Повторите дословно фрагмент текста о поездке Амануллы-хана: от слов «Тем временем разного» до слов «впечатления не произвели.» включительно.

=== ТЕКСТ ДЛЯ ИЗУЧЕНИЯ ===

Уступками в импортном транзите Афганистану больше воспользуются Польша и Германия».

Тем временем разного рода шероховатости и накладки в ходе приема падишаха не прекращались. В Ленинграде Амануллу-хана поселили в Зимнем дворце и обслуживали совершенно по-царски. Но на гостя ни обстановка, ни блюда большого впечатления не произвели.

«При входе караул, швейцары в ливреях,— писала А. М. Коллонтай.— В столовой огромный накрытый стол. Накрыт по-старомодному: корзины из витого сахара, башни из масла, куропатки, украшенные перьями. Опять Аманулла скажет: "Зачем столько блюд? Я люблю одно блюдо — плов. И довольно"».

Самым комичным эпизодом, как рассказывали, оказалась встреча афганского монарха с руководством Украинской ССР. Поезд с падишахом отправлялся в Крым, откуда Аманулла-хан должен был отплыть в Турцию. И вдруг во время короткой остановки в Белгороде ранним утром на перроне оказались руководящие украинские товарищи, желавшие поприветствовать Амануллу-хана. Причем подобная встреча никем не планировалась, ни с кем не согласовывалась и, по сути, не состоялась.

А самыми трагичными оказались последствия пребывания падишаха в Грузинской ССР, куда он морем прибыл из Турции, направляясь в Персию. Утверждали, что произошел некий неприятный случай и заместитель председателя Совета народных комиссаров республики А. А. Гегечкори, который счел себя виновным в происшедшем, покончил с собой.

Побывав в Персии и заключив там договор, аналогичный турецкому, Аманулла-хан 23 июня 1928 года возвратился в Афганистан. Подтолкнул ли его к этому увиденный советский опыт или что-то в разговоре со Сталиным либо другими кремлевскими руководителями, но он очень рьяно взялся за продолжение реформ и как-то очень по-большевистски решил уменьшить власть и влияние религиозных деятелей.

=== ИСХОДНЫЕ ДАННЫЕ ===

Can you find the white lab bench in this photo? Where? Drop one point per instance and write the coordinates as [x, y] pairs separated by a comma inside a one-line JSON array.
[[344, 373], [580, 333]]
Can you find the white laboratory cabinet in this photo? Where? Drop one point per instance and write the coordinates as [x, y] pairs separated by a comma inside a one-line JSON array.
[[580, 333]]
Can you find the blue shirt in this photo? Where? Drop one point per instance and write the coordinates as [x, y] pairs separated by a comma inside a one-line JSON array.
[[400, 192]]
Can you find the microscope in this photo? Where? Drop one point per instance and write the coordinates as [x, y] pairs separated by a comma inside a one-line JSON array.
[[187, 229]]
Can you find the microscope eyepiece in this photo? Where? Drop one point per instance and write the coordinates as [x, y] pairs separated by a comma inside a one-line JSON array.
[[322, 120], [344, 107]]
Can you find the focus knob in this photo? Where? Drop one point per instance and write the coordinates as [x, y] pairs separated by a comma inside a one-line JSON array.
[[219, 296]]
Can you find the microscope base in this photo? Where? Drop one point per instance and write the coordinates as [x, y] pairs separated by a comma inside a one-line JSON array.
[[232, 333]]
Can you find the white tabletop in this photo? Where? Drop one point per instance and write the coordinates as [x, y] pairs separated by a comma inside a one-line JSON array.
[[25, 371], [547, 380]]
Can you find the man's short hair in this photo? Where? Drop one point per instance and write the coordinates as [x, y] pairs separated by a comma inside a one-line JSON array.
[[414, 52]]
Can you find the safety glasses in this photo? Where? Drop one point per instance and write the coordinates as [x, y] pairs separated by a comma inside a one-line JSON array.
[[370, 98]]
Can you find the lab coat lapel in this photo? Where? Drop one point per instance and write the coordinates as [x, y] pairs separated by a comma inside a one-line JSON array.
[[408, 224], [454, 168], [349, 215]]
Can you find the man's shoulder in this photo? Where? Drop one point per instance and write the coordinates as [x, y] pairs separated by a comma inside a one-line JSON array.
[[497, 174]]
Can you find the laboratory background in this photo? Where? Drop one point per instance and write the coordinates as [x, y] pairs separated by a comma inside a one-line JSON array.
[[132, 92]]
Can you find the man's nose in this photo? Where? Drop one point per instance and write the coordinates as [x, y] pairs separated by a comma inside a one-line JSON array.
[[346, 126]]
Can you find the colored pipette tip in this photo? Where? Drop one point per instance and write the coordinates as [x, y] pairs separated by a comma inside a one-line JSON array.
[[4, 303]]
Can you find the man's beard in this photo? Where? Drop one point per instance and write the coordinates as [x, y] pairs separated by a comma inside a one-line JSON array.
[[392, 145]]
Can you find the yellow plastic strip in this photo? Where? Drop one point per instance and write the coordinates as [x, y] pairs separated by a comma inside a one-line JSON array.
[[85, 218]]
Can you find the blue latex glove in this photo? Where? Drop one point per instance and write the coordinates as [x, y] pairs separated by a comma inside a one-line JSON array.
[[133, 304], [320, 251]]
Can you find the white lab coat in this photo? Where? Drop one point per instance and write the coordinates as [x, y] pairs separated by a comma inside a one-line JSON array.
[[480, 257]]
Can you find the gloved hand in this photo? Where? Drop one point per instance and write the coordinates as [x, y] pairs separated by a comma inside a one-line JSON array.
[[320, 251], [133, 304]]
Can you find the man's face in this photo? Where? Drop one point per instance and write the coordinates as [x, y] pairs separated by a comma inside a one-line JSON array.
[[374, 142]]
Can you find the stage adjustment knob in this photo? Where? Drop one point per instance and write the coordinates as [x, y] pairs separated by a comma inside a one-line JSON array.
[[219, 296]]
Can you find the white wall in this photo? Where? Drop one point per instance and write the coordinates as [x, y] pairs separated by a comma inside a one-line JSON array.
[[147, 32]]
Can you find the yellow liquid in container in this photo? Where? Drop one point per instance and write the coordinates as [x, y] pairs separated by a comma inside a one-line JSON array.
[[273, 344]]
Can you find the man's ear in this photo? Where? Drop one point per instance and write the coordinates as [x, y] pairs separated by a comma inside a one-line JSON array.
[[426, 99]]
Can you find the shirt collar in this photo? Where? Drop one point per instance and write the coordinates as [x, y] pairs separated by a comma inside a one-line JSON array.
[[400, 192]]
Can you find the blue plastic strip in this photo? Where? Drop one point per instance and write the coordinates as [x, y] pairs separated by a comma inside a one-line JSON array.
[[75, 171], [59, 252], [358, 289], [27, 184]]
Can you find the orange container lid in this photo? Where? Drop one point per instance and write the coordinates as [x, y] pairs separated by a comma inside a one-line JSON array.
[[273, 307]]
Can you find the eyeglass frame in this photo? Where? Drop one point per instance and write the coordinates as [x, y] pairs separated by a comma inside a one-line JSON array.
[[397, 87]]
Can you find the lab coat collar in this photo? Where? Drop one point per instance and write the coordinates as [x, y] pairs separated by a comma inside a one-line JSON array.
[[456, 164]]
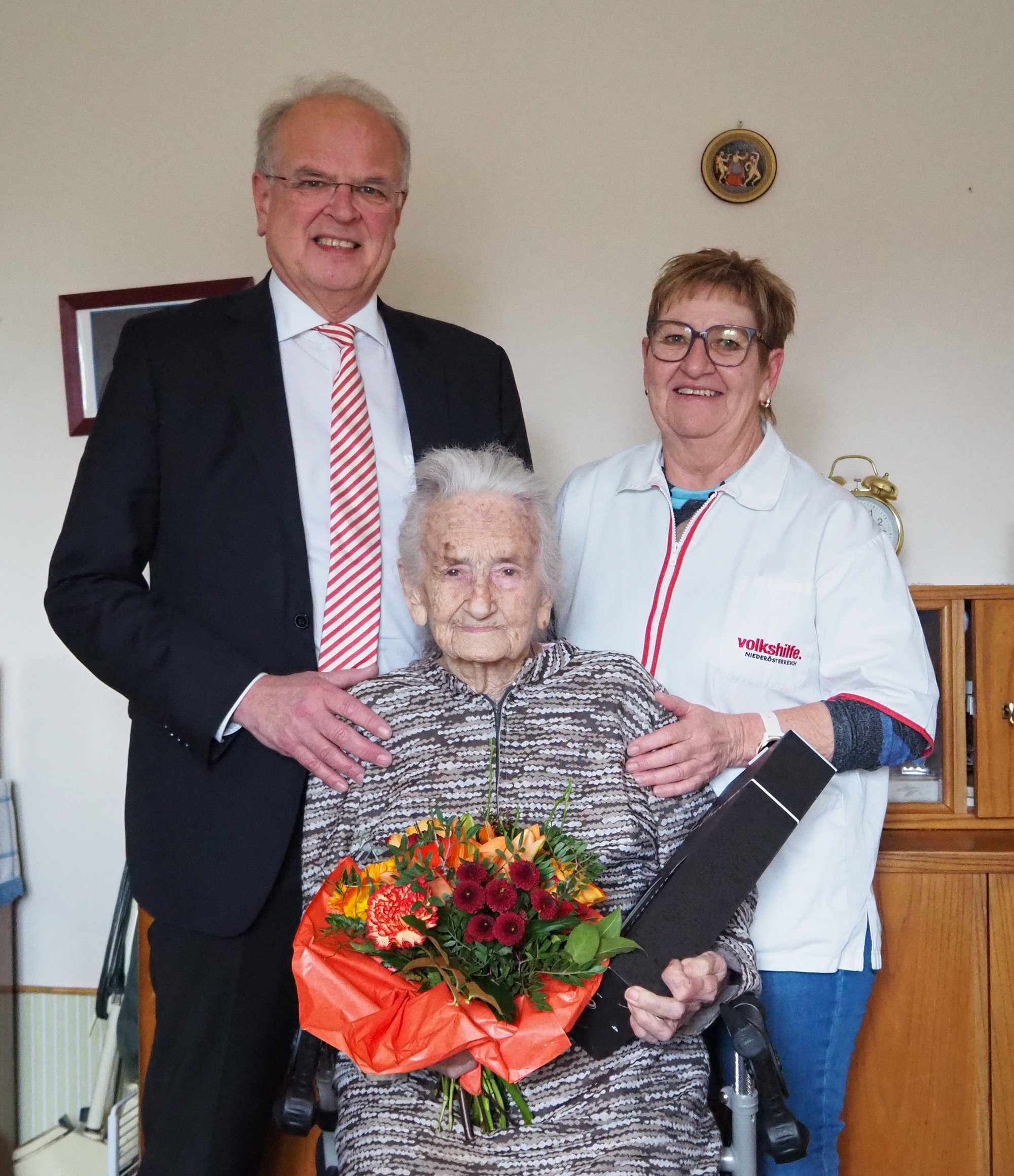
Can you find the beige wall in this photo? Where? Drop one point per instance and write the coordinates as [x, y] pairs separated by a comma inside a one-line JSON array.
[[558, 151]]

===

» РЕЗУЛЬТАТ
Тем временем разного рода шероховатости и накладки в ходе приема падишаха не прекращались. В Ленинграде Амануллу-хана поселили в Зимнем дворце и обслуживали совершенно по-царски. Но на гостя ни обстановка, ни блюда большого впечатления не произвели.